- **Task to complete**: From the rows below, pull out every line that contains the word "column".

—————

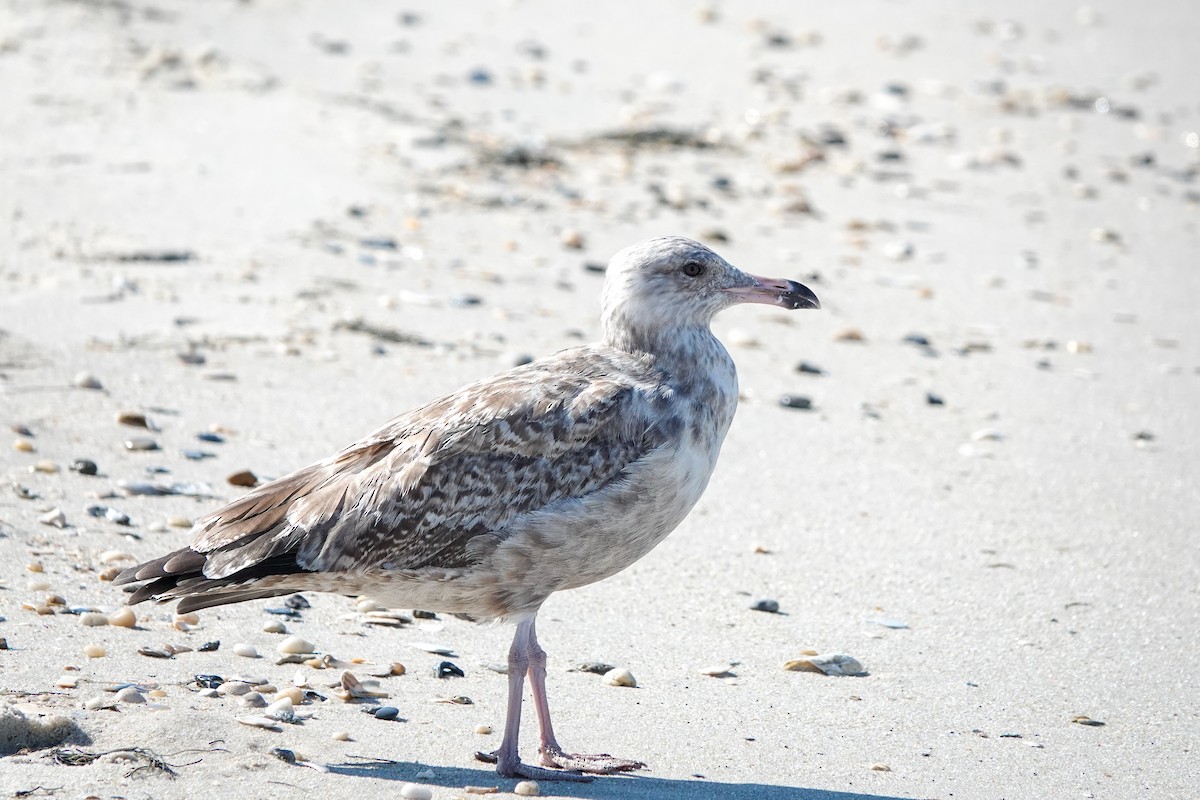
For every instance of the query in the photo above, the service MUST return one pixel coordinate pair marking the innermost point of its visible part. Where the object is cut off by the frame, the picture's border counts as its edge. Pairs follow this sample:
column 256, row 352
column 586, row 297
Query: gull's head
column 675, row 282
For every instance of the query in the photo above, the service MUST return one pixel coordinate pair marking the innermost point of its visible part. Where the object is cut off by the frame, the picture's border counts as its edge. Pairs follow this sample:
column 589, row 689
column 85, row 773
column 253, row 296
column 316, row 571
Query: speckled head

—————

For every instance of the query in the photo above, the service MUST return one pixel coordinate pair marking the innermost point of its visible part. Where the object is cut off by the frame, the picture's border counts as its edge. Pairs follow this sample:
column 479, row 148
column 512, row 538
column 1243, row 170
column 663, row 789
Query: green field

—————

- **Result below**:
column 256, row 352
column 586, row 297
column 675, row 282
column 589, row 689
column 85, row 773
column 253, row 296
column 316, row 571
column 479, row 148
column 512, row 538
column 1243, row 170
column 663, row 789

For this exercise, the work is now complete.